◆ Records:
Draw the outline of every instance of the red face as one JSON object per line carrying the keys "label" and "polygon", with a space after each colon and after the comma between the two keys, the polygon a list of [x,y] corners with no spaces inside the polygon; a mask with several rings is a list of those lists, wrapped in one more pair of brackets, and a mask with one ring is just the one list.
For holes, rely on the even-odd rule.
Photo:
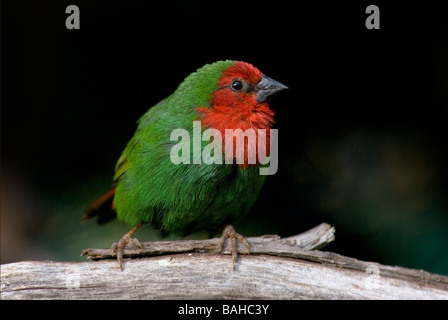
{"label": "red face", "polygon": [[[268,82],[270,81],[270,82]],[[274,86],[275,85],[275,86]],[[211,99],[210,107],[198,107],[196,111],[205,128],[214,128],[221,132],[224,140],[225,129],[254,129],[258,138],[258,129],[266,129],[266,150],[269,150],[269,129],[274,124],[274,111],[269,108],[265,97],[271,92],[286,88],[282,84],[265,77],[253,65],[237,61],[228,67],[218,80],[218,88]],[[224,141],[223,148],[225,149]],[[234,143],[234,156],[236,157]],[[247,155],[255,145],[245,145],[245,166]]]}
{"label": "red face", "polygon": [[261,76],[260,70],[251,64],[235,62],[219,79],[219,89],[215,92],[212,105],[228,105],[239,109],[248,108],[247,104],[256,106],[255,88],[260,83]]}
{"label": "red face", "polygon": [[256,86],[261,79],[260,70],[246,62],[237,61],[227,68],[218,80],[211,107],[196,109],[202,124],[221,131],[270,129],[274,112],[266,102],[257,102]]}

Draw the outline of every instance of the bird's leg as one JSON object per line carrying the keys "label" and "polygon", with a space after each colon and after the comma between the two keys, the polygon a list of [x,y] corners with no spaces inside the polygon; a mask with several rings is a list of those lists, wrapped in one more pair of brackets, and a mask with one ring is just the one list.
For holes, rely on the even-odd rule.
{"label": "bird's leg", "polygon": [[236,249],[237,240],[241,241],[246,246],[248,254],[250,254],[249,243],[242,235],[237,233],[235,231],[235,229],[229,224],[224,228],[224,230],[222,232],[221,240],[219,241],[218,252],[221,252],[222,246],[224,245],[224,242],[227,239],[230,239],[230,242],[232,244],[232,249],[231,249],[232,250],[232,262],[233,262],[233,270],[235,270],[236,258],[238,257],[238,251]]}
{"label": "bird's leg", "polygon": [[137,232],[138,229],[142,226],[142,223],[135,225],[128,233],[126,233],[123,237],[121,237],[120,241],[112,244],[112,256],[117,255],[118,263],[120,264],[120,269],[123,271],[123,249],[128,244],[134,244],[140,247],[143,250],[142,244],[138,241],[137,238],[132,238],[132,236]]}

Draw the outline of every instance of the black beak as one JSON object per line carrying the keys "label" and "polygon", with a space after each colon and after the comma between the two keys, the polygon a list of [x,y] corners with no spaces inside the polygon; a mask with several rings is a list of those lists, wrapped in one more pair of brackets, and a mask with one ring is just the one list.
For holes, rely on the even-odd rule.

◆ What is needed:
Your answer should consist of all lines above that include the string "corners".

◆ Result of the task:
Draw the outline of every instance of the red face as one JSON object per line carrying the keys "label" and "polygon", with a space after each colon and after the comma between the two keys, the polygon a list of [x,y] corners with no spaces inside the polygon; a mask with several rings is a list of those lists, wrapped in one more pair of brackets, and a mask with one ring is just the one list.
Draw the outline of every instance of the bird's leg as one JSON object per line carrying the keys "label" and "polygon", with a space after each colon and after the comma between the two keys, the polygon a list of [x,y] corners with no spaces inside the polygon; a mask with several rings is a list of those lists, wrapped in one more pair of brackets, and a mask with one ring is just the one list.
Draw the outline of every instance of the black beak as one JSON object per line carrying the keys "label" and "polygon", with a space after each colon and after the comma between the two keys, the polygon a list of [x,y] corners with no spaces inside the polygon; a mask with several rings is a list of those lists, wrapped in one more pair of brackets, and a mask with one ring is just the one list.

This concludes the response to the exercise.